Instructions for the task → Transcribe each line of the records below exactly, excluding any embedded images.
*** Begin section ***
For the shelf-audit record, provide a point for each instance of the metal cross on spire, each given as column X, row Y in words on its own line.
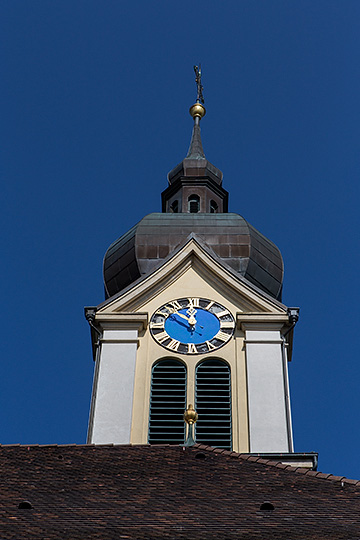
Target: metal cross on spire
column 200, row 88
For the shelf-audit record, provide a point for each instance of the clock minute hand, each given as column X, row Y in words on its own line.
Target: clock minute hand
column 181, row 315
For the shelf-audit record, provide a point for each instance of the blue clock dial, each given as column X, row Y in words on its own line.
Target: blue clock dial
column 192, row 325
column 206, row 327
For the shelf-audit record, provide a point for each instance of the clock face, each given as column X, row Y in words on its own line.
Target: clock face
column 192, row 325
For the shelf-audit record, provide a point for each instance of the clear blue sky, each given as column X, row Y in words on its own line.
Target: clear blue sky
column 94, row 99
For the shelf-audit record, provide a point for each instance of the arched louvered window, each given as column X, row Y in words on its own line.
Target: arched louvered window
column 213, row 404
column 213, row 207
column 194, row 204
column 167, row 403
column 174, row 207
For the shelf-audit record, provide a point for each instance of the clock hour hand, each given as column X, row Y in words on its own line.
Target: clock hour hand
column 181, row 315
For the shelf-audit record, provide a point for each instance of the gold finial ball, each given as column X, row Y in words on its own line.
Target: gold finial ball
column 197, row 110
column 190, row 415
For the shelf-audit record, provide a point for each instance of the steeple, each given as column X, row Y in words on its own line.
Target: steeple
column 195, row 184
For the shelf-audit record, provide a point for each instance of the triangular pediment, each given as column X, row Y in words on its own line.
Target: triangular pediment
column 193, row 268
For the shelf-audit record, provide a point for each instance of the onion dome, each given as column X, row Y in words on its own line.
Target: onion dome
column 229, row 236
column 194, row 202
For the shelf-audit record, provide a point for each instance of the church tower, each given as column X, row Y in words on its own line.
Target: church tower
column 193, row 314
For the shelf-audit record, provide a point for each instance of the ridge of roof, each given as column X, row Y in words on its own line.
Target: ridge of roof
column 258, row 459
column 236, row 455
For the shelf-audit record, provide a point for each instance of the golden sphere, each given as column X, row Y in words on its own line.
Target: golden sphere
column 197, row 110
column 190, row 415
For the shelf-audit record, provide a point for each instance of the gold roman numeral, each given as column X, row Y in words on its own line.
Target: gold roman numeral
column 223, row 313
column 157, row 324
column 173, row 345
column 222, row 336
column 211, row 347
column 162, row 336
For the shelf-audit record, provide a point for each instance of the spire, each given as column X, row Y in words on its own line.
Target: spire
column 197, row 111
column 195, row 183
column 196, row 150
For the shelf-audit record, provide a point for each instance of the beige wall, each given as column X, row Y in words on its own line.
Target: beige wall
column 191, row 284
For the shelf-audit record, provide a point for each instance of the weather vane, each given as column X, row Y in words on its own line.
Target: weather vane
column 199, row 97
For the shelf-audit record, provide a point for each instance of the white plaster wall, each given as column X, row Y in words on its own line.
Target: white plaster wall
column 268, row 428
column 113, row 399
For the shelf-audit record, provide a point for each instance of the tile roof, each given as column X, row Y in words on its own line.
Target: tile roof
column 165, row 492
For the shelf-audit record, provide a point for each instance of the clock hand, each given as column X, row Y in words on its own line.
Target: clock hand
column 181, row 315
*** End section ***
Answer space →
For the shelf-audit record, provide a point for each instance of the metal cross on spire, each given as column X, row Y in words on its own line.
Target: metal cross on spire
column 200, row 88
For the shelf-audit record, provide a point for each instance of the clock minute hand, each given as column X, row Y in words on its own line.
Target: clock minute hand
column 181, row 315
For the shelf-audit record, provide a point for each instance of the blue clock dial, each given as column X, row Y in words on its own line.
Target: blue clock dial
column 192, row 325
column 206, row 327
For the shelf-audit record, provide a point for each instance of the clock face, each given as column X, row Y in words on its own line.
Target: clock face
column 192, row 325
For the shelf-audit record, provide a point for each instance of the clear blue sky, each given as column X, row Y in words on its own line.
Target: clear blue sky
column 94, row 99
For the shelf-audit record, provide a point for each instance of the arched louvered window, each given as column X, row Y in words on its own line.
Target: arched louvered window
column 213, row 404
column 213, row 207
column 194, row 204
column 167, row 403
column 174, row 207
For the shelf-audit record, provide a point for each instance of the clock hour hand, each given as column X, row Y in words on its own line.
Target: clock hour hand
column 181, row 315
For the shelf-audit record, provide a point for each instance of the gold finial ball, each given as column X, row Y in words on its own line.
Target: gold finial ball
column 197, row 110
column 190, row 415
For the shelf-audit record, provide a point for each instance of the steeple, each given as column X, row Y in words on its own line.
Target: steeple
column 195, row 184
For the shelf-audit record, provide a point for each instance of the triangular pediment, each given as column X, row Y in words on its own line.
Target: triangular pediment
column 193, row 268
For the shelf-audit record, provide a point for each instance of the onion dome, each given as column X, row Y in words on its own line.
Target: onion dome
column 229, row 236
column 194, row 202
For the shelf-audit record, provide a point for each instance of the church tower, each given as column X, row Y in words on its own line.
Target: church tower
column 193, row 314
For the shelf-audit record, provide a point for each instance of the ridge of roof, each given as column X, row Y in words on its own line.
Target: ridge of roof
column 258, row 459
column 236, row 455
For the shelf-audit record, provide a point for each instance of the golden sphere, each given as column X, row Y in words on its own line.
Target: golden sphere
column 197, row 110
column 190, row 415
For the shelf-audit record, provide a point for each instance of the gold roman numeral, each given as column X, row Y in words on its own line.
Target: gold roman numeral
column 223, row 313
column 157, row 324
column 173, row 345
column 222, row 336
column 211, row 347
column 162, row 336
For the shelf-audit record, provide a point for each instance of the spire, each given as column X, row Y in words on its own line.
Target: spire
column 197, row 111
column 195, row 183
column 196, row 150
For the shelf-audit record, provide a point for each instance of the beige wall, each given as column X, row Y in words on its own line.
Target: beige wall
column 191, row 284
For the shelf-audit record, provide a point for each instance of the weather vane, each given as column X, row Y in words on its own line.
Target: weather vane
column 199, row 97
For the shelf-audit record, provide a point for each instance of the white plaster wall, each given as column X, row Y in words on its own line.
Target: white plaster wall
column 268, row 428
column 113, row 399
For the shelf-audit record, provide a point for each instance of the tile roof, each given as column X, row Y in words on its own line.
Target: tile roof
column 165, row 492
For the shelf-audit record, provide a point for each instance of the clock hand, each given as column X, row Y in words on its own line.
Target: clock hand
column 181, row 315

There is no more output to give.